[Requirement] Among the entries below, find the lines with the word "traffic" and copy them.

[Information]
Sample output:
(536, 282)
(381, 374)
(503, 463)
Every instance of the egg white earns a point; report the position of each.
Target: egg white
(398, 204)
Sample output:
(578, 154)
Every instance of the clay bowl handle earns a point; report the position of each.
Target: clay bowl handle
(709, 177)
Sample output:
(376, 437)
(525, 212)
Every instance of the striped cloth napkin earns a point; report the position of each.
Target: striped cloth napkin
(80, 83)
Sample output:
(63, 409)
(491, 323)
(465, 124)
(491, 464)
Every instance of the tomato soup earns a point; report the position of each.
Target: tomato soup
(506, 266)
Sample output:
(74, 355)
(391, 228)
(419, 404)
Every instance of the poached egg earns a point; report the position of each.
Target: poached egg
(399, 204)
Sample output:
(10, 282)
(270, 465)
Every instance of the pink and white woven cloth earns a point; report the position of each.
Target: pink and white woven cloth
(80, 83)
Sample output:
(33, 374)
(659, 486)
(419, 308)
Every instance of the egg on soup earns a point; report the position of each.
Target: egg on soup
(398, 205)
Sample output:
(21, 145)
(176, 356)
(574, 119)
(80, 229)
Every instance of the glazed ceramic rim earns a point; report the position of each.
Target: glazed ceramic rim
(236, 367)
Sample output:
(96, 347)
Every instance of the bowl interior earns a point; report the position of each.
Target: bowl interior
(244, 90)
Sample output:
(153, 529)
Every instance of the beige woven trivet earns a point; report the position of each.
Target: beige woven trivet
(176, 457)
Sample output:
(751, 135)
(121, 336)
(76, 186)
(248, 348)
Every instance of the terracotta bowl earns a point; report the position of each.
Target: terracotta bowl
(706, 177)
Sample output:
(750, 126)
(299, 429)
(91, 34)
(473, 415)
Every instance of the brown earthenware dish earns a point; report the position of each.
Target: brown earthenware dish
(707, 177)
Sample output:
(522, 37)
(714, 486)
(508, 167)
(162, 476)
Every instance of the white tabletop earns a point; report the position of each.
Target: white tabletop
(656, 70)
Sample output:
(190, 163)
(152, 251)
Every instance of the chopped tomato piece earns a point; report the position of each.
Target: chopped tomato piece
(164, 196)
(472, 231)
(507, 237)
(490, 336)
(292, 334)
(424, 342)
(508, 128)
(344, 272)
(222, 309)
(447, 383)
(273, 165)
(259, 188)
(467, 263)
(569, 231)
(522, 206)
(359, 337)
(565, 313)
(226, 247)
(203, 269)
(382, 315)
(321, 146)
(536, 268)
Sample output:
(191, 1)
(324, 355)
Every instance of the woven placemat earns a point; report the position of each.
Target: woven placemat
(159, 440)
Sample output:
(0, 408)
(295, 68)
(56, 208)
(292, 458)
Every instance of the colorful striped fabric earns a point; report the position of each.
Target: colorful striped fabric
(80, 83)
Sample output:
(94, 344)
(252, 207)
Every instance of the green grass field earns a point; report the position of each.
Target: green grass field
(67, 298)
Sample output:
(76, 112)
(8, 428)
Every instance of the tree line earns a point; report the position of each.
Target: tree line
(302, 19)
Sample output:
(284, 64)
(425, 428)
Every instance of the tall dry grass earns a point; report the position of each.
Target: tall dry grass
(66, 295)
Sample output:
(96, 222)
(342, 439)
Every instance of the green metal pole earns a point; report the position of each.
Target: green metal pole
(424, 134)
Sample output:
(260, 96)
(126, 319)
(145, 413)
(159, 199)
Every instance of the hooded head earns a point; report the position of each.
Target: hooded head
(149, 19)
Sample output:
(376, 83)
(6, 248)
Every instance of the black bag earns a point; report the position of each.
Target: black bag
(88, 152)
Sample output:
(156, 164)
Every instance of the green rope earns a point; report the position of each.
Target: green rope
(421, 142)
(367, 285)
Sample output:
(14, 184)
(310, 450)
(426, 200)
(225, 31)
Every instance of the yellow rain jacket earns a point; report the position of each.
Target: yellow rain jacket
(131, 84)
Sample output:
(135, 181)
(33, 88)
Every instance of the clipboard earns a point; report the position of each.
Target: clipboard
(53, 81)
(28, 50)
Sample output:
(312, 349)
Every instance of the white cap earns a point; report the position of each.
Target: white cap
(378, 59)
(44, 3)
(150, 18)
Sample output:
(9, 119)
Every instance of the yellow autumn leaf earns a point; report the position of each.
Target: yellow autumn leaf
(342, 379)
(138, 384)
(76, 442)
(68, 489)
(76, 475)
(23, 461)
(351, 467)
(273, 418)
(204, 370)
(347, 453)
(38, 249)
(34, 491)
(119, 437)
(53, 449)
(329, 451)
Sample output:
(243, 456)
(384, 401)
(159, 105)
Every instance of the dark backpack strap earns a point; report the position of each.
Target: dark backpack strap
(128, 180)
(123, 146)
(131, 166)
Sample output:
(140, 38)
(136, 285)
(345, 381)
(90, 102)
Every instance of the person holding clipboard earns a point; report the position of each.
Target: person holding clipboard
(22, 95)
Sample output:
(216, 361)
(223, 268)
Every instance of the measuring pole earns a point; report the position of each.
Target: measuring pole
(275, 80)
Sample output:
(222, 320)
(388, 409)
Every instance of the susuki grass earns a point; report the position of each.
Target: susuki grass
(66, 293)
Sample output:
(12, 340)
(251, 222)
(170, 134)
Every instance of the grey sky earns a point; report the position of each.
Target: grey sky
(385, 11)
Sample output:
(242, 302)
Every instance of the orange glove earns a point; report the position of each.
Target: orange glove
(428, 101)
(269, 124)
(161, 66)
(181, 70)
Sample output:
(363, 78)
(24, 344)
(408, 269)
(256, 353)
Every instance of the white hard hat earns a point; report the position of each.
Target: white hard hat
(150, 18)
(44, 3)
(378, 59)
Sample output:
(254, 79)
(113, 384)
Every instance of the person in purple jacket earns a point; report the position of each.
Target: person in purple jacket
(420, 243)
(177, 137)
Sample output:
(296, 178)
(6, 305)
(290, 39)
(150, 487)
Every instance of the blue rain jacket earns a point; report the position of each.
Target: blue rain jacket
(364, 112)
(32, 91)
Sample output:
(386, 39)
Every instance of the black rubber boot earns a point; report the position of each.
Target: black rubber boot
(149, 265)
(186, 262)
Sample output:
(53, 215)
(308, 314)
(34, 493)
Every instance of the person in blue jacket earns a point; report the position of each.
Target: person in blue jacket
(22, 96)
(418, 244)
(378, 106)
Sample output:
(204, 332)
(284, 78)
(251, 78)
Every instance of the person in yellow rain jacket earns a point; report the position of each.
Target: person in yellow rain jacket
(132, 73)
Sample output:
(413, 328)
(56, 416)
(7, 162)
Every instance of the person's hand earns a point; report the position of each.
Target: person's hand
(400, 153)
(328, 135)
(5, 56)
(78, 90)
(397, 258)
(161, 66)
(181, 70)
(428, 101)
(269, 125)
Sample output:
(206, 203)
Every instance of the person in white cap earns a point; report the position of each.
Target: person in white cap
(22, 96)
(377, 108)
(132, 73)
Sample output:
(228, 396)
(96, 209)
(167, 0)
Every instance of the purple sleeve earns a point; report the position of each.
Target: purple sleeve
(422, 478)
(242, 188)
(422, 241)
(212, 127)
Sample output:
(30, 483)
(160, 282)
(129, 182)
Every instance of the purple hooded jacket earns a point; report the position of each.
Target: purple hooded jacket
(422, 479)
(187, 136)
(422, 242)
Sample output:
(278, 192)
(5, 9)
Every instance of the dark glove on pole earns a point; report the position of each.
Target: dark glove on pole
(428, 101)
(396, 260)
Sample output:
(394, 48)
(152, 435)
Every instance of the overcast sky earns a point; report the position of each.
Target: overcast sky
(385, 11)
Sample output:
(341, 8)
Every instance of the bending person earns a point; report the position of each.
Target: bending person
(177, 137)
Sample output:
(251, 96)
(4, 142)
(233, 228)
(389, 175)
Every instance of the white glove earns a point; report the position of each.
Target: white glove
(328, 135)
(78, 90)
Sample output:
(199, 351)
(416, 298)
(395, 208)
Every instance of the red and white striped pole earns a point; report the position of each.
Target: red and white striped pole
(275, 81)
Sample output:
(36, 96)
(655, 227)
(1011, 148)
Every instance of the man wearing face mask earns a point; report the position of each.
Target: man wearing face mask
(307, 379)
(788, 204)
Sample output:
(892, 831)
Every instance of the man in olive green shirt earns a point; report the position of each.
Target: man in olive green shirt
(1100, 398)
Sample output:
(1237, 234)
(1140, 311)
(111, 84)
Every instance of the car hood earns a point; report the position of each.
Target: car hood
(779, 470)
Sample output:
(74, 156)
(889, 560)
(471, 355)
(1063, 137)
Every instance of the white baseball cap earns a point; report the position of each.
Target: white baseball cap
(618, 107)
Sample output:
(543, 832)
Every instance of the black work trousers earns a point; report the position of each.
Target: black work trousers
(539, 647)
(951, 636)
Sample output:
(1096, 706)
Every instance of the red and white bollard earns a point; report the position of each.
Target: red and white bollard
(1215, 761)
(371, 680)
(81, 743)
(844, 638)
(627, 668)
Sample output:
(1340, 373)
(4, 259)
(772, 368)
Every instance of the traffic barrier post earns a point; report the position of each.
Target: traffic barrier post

[Output for this task]
Every instance of the traffic barrier post earns a point; report the position of each.
Target: traffic barrier post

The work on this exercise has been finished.